→ **Exercise requirements**
1 > According to the excerpt on New York rental investment, what price was paid for Stuyvesant Town and Peter Cooper Village in late 2006?
2 > Reproduce the part of the excerpt on New York rental investment starting at "In the end, though, many" and ending at "7%-8% annual return.".

→ **Excerpted text**
* * * * * * * * *

Others are inclined to give big investors the benefit of the doubt. “If people are really stretching the law — doing outright harassment to remove tenants — that’s not a good thing, but I don’t think that most big institutional investors knowingly will target deals like that or knowingly target deals with partners where they think that might happen,” says Andy McCulloch, senior residential analyst with Green Street Advisors, a property research shop.

In the end, though, many new owners have been unable to meet their overly ambitious rent roll increase targets, and many of these investments are in danger of buckling under the high debt servicing costs. Finance industry watch lists are already full of private-equity-financed deals in danger of default. That has local officials scrambling to find “preservation buyers” who are willing to take on these properties with the expectation of a more modest 7%-8% annual return.

“I do think it is a problem … and that’s why we are putting our resources to bear to try to correct the problem before it becomes a bigger problem than we can tackle,” says Rafael Cestero, commissioner of New York’s Department of Housing Preservation and Development. “Ownership of rental properties in New York City is a long-term proposition, and if you do it right, you can make a fair profit, but trying to make a short-term investment is where you can get yourself in trouble.”

Nowhere was that more true than in the ill-conceived investment to turn the twinned 11,000-unit middle-class housing complex known as Stuyvesant Town and Peter Cooper Village, built originally to accommodate World War II veterans, into luxury housing, for which limits on yearly rent increases are chucked in favor or whatever the market will bear. The prospectus offered by the lead investors, Tishman Speyer and Larry Fink’s asset-management fund BlackRock, imagined evicting 50% of rent-regulated tenants in just a few years. But tenants fought back and won in a court decision that also undercut plans for using city tax abatements to further sweeten returns on apartments pushed into luxury decontrol. The upshot, according to a recent Deutsche Bank analysis, is that the property, purchased in late 2006 for $5.4 billion, “would fetch less than $2 billion if sold into the current dislocated market.” It added that the most natural buyer was MetLife, the insurer and original owner, in part because it represented “patient capital.”

* * * * * * * * *

→ **Data excerpts**
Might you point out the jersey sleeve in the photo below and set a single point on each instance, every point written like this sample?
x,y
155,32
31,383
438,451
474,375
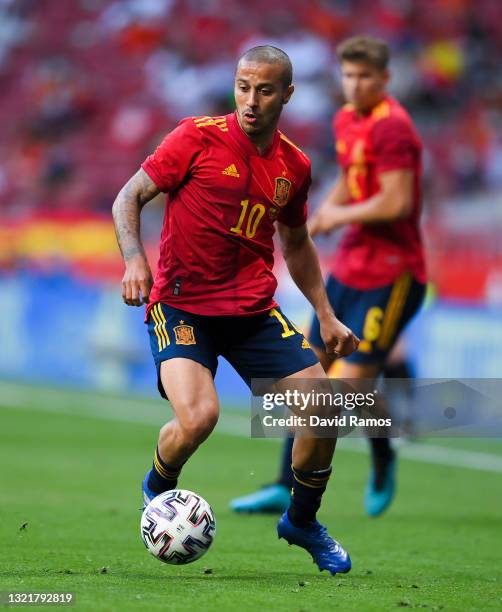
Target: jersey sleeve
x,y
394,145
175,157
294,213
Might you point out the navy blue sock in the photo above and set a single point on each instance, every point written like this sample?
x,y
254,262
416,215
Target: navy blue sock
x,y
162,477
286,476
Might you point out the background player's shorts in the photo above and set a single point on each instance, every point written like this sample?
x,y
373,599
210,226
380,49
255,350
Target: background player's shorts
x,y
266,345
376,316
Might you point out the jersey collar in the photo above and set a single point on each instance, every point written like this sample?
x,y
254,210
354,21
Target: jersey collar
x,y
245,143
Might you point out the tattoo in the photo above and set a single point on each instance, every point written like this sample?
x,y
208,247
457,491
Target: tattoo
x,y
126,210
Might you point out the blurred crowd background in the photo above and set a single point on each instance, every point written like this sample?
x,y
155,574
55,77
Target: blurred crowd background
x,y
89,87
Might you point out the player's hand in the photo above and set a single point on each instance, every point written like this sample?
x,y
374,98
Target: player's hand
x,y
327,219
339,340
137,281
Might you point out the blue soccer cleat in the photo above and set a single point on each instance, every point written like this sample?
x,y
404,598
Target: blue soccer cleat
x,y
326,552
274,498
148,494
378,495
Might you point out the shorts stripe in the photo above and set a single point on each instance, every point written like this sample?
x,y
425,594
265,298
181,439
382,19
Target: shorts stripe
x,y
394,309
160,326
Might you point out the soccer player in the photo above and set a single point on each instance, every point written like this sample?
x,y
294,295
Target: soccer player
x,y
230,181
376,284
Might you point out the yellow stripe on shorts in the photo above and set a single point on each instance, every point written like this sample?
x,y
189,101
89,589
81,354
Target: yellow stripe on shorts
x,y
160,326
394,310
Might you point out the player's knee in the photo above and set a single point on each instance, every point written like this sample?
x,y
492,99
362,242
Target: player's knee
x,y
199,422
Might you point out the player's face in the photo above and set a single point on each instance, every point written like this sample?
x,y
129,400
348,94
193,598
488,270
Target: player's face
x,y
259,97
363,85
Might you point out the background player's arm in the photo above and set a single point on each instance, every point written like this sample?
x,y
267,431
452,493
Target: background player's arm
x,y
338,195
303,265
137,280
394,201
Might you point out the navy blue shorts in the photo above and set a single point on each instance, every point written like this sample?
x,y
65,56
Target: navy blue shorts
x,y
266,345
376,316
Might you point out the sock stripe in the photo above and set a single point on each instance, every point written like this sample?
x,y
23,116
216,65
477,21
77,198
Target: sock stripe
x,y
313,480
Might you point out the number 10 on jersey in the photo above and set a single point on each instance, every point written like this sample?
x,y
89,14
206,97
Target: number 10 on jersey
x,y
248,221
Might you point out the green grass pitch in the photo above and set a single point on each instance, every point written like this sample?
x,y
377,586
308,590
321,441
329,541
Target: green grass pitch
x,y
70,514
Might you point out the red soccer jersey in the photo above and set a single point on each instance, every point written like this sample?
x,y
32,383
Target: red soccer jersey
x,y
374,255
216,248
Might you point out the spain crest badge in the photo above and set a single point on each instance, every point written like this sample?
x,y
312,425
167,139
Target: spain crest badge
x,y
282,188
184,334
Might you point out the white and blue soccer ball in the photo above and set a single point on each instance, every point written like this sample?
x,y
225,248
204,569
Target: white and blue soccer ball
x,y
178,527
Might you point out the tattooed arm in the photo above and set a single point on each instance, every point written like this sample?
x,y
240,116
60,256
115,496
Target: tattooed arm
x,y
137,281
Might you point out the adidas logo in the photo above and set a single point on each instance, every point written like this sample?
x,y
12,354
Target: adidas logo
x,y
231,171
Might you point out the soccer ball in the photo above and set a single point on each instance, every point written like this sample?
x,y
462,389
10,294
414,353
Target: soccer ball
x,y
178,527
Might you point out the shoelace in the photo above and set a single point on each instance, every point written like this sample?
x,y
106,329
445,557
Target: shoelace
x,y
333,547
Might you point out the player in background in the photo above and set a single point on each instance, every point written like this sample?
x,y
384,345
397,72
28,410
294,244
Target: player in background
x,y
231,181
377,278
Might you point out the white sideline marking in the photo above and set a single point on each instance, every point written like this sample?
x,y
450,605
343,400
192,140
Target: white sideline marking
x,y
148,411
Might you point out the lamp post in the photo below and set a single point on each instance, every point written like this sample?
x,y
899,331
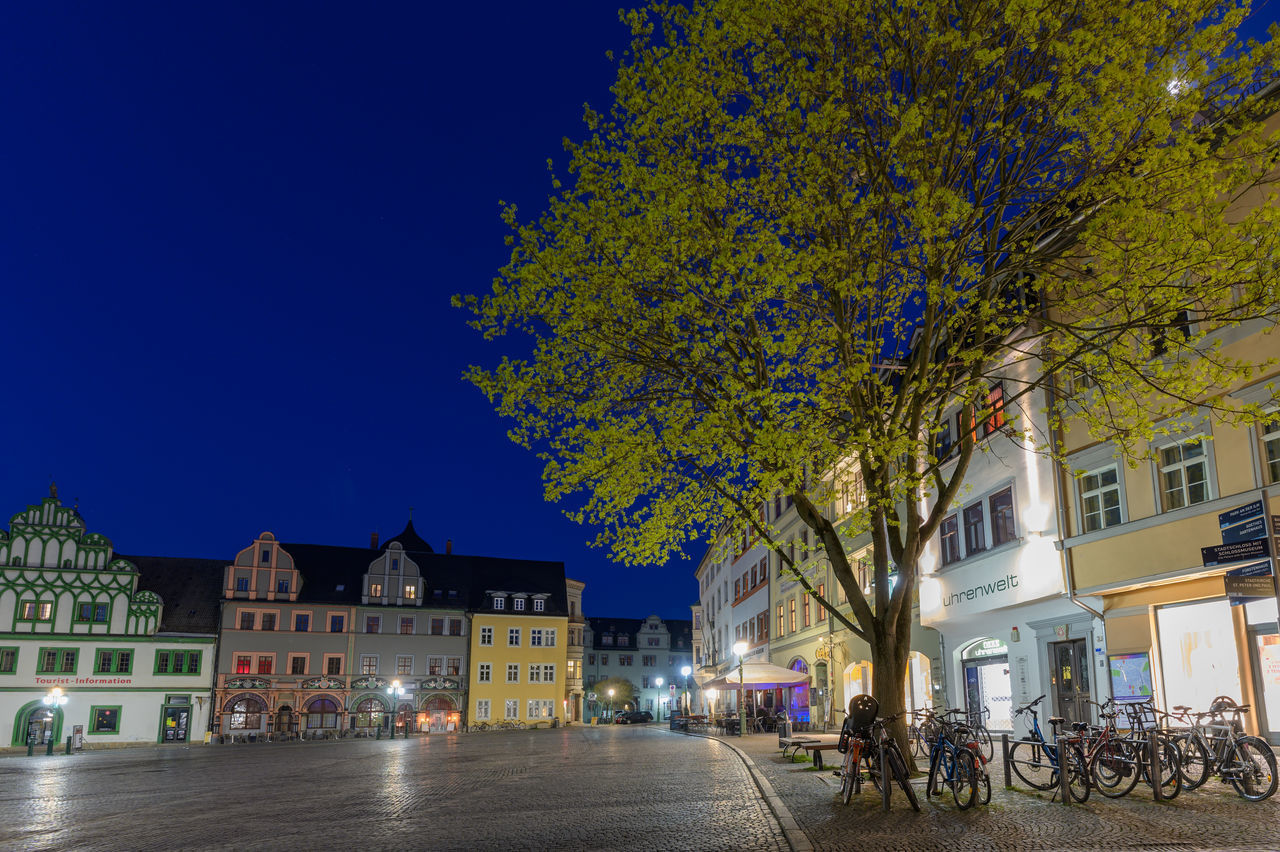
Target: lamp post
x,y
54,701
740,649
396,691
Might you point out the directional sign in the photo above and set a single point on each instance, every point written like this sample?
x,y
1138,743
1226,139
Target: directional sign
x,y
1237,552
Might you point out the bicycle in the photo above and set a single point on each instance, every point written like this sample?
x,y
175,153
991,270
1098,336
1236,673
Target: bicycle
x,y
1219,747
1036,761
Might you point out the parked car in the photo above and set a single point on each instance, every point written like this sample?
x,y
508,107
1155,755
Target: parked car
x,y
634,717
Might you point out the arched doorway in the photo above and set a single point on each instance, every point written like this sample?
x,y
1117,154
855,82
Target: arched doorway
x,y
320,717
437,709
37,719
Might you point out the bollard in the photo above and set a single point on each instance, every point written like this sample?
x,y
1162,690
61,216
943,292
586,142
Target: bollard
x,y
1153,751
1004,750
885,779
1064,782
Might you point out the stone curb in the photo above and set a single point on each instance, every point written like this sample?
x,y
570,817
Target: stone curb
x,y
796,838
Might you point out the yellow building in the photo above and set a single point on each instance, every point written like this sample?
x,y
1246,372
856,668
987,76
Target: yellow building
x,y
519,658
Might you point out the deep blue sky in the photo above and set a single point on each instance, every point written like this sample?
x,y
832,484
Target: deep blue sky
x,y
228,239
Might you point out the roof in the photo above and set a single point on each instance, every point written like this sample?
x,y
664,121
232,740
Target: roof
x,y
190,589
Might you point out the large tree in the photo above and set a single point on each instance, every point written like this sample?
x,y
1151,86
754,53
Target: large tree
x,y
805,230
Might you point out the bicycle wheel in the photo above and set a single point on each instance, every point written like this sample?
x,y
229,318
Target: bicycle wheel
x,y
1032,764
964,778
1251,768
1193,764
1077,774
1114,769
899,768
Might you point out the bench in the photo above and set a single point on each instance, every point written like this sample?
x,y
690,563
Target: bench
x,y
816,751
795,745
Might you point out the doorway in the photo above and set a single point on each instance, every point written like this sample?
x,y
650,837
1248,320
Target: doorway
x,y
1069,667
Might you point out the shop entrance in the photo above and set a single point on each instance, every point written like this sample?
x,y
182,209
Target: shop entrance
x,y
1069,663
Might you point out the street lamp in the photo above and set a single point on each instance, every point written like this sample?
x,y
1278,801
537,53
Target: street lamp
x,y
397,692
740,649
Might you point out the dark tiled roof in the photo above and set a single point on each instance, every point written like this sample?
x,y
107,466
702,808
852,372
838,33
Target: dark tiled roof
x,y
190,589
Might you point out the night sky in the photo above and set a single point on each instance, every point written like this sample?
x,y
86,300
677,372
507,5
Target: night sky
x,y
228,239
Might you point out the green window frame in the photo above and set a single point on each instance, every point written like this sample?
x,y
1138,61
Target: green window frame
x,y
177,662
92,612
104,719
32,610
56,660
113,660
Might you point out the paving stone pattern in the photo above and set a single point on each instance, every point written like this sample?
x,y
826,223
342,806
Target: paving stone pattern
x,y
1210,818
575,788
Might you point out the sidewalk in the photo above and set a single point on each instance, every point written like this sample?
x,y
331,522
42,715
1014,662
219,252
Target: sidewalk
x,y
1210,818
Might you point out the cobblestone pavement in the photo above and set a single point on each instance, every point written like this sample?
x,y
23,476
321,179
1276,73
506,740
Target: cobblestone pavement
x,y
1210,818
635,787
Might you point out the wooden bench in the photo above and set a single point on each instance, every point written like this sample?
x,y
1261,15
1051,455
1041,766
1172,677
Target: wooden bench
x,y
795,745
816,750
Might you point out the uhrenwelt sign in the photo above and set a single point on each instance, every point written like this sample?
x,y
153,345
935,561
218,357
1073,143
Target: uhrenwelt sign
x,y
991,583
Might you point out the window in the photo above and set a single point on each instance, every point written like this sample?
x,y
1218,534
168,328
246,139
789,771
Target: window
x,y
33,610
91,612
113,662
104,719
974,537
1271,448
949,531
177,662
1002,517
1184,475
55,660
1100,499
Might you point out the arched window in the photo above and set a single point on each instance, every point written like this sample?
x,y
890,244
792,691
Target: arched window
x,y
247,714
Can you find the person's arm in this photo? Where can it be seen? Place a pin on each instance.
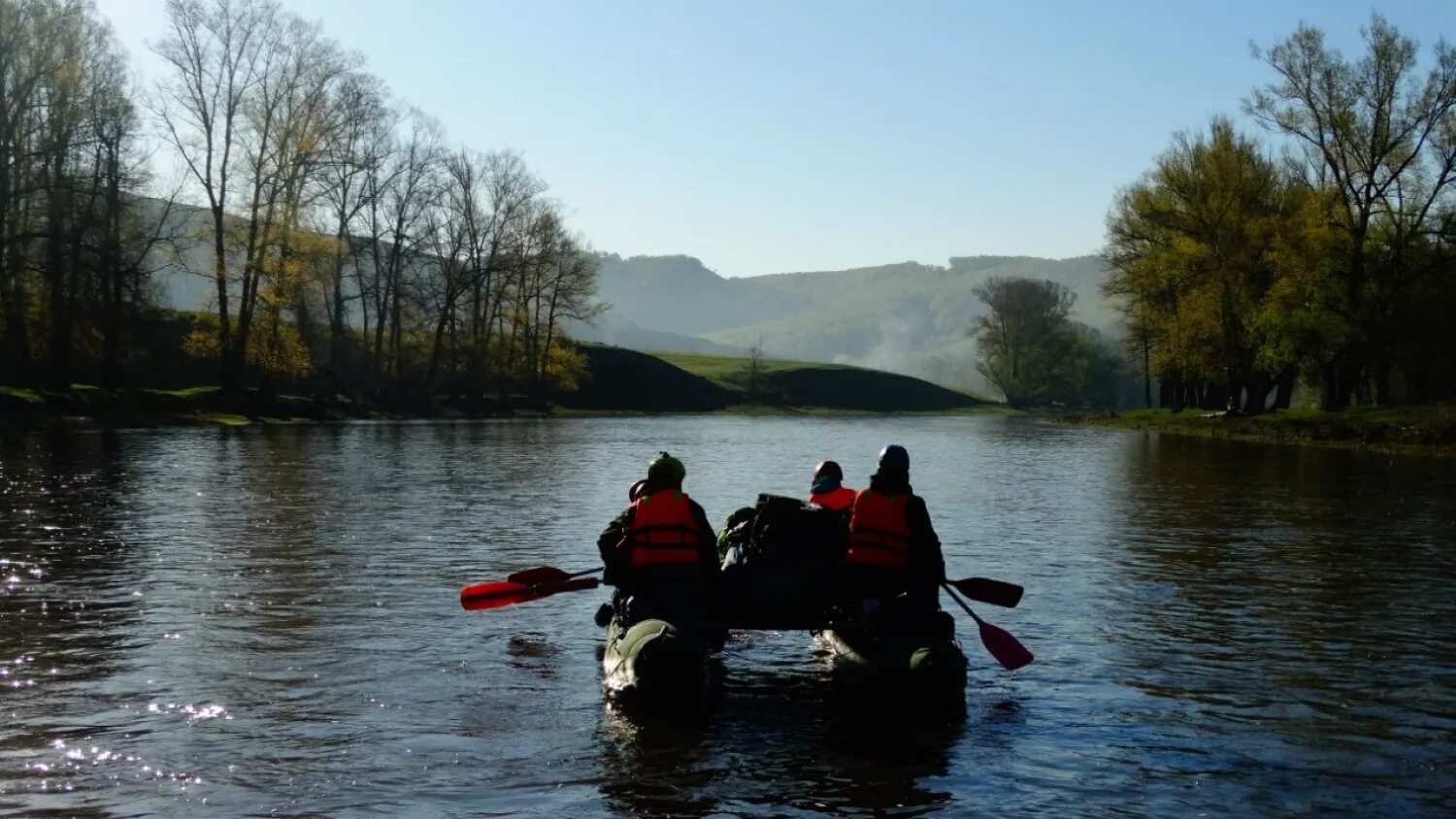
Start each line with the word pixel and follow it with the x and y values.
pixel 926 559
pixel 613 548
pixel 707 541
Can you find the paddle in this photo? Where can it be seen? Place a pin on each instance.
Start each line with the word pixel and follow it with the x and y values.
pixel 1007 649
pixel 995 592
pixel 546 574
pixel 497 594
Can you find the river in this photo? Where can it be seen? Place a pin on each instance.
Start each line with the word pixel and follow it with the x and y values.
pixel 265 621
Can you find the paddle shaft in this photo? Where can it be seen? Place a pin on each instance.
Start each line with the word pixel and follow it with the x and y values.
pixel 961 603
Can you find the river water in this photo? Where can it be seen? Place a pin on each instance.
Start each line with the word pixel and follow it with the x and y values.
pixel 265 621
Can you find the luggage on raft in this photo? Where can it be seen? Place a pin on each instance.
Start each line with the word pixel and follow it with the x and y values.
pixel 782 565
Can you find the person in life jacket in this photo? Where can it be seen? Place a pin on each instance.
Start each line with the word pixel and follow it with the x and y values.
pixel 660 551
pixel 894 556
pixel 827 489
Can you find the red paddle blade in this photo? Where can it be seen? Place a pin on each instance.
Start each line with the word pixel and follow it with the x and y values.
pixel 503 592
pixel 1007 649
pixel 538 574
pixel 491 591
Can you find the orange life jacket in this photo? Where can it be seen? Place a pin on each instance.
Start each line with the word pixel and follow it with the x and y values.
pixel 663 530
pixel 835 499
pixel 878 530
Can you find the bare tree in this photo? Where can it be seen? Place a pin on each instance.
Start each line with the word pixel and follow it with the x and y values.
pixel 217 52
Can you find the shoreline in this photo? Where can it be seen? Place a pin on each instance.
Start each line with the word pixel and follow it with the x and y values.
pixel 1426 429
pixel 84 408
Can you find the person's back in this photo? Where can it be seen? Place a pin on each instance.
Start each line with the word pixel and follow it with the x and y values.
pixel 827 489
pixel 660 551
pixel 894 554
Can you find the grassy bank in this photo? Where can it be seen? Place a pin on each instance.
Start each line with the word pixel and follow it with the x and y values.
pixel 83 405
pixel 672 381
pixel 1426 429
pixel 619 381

* * * * * * * * *

→ **Solutions to each task**
1 > $5.4 billion.

2 >
In the end, though, many new owners have been unable to meet their overly ambitious rent roll increase targets, and many of these investments are in danger of buckling under the high debt servicing costs. Finance industry watch lists are already full of private-equity-financed deals in danger of default. That has local officials scrambling to find “preservation buyers” who are willing to take on these properties with the expectation of a more modest 7%-8% annual return.